_WHAT TO PRODUCE:_ Carry over every line from the one with "Indicate the knitted" through the end of the items, keeping each line as it stands but adding 33 to every coordinate in the answers.

----------------------------------------

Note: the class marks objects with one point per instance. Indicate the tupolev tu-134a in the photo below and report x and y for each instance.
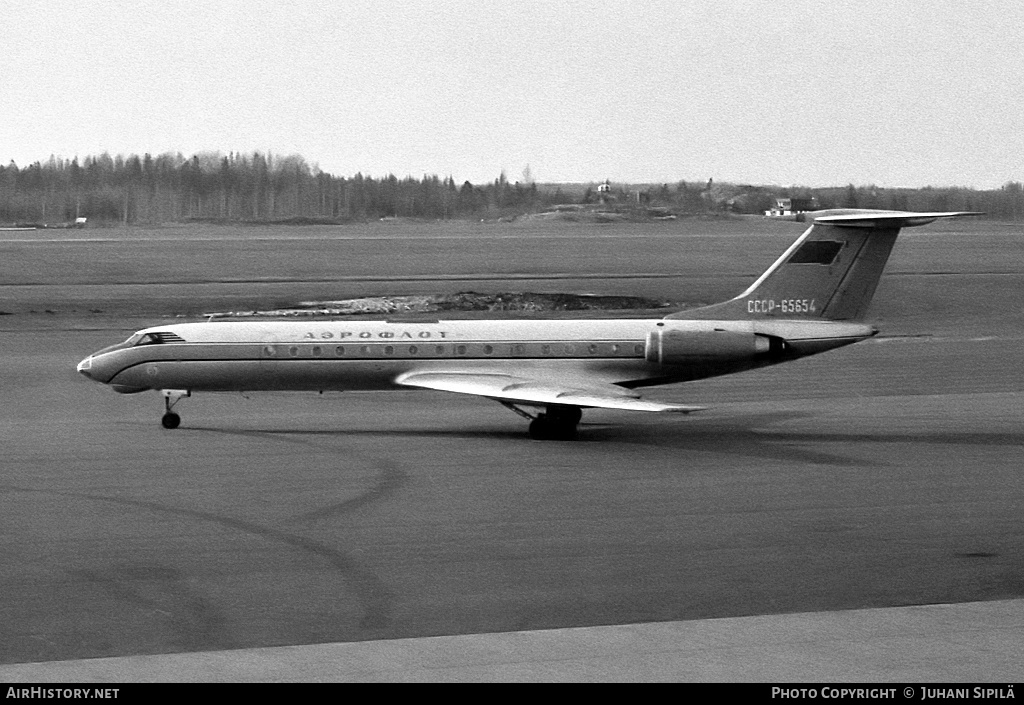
(810, 300)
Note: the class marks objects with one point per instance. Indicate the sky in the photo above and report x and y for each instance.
(757, 91)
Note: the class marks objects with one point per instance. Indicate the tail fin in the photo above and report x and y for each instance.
(829, 273)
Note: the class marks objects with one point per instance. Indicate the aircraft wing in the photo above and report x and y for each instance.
(517, 389)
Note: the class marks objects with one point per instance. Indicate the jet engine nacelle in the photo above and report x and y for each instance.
(681, 347)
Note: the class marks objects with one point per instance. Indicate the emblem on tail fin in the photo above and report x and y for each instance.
(830, 272)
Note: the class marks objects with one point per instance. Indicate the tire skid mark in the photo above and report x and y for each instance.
(391, 475)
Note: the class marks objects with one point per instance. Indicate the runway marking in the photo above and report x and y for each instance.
(969, 643)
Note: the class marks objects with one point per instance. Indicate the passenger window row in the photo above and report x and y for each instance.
(567, 349)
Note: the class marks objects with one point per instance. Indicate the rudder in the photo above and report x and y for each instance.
(830, 272)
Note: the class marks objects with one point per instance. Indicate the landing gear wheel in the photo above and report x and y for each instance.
(545, 427)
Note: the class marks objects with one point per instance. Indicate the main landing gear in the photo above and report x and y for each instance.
(172, 397)
(556, 423)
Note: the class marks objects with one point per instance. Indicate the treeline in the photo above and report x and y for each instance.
(238, 188)
(261, 188)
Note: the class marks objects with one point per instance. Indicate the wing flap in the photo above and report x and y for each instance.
(523, 390)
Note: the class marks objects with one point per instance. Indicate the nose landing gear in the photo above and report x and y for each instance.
(172, 397)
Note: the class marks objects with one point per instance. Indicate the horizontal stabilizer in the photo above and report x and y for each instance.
(518, 389)
(887, 218)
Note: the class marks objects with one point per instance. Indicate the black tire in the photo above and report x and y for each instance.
(546, 428)
(564, 415)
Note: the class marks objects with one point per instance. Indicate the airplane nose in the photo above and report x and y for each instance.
(85, 366)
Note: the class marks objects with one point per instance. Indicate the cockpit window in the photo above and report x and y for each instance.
(157, 338)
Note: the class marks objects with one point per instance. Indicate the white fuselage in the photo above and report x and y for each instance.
(348, 355)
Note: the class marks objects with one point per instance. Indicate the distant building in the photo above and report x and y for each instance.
(792, 206)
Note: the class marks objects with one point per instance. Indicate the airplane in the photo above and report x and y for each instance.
(810, 300)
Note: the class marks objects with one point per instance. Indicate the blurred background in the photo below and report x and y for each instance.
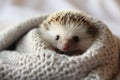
(106, 10)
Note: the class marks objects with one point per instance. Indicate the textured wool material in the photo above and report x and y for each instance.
(32, 59)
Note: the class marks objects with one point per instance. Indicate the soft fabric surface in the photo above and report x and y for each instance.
(33, 59)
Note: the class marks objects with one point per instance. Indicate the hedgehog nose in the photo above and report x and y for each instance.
(65, 47)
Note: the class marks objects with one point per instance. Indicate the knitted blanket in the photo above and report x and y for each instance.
(32, 59)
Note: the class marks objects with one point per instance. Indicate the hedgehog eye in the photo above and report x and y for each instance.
(57, 37)
(76, 38)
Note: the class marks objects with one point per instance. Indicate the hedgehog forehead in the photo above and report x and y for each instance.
(64, 18)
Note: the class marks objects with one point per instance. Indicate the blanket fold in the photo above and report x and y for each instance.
(33, 59)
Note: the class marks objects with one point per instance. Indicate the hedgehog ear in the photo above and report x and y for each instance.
(45, 25)
(92, 30)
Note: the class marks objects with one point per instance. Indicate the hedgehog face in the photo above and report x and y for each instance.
(68, 38)
(68, 31)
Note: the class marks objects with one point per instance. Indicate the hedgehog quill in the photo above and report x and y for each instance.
(68, 32)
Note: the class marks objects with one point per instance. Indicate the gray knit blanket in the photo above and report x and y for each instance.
(25, 56)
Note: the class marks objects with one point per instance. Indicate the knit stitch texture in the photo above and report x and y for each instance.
(33, 59)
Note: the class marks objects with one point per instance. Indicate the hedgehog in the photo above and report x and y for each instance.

----------------------------------------

_FINAL ANSWER:_
Note: the class marks objects with one point per instance. Indicate the knitted blanket in the photo above and report x and y for each instance.
(65, 92)
Note: the class marks objects with one point per instance. Indicate the hedgehog eye in the photo above and report x and y for each instance.
(90, 70)
(109, 71)
Note: the class marks objects with one point per instance. Indicate the hedgehog forehead in the photo above and report x and y for each instance.
(97, 51)
Note: the class marks objects with one point per instance. Indicate the blanket fold in the photo above and report x and y for each instance.
(66, 92)
Note: the class marks objects with one point per instance. Indicate the hedgehog ear in the photo above and report x and y for each instance.
(78, 58)
(125, 63)
Note: the class marks objects with one point per instance. Indicate the hedgehog face in the photo above and report x and y for each instance.
(101, 71)
(101, 64)
Note: the class marks objects with one point per instance. Indicate the hedgehog quill in the photo above and report x and y for each instance.
(101, 65)
Note: the class marks objects with one point per instance. Indicate the gray knit blanket in the photo above and report x and y for each instance.
(58, 89)
Note: the class marks objects with one point per instance. Indicate the knit stitch texture in the photo above and report x and y for each instance.
(66, 92)
Note: the class marks objects with one point per instance. Indicate the hedgehog in the photo above and report x and y for each instance.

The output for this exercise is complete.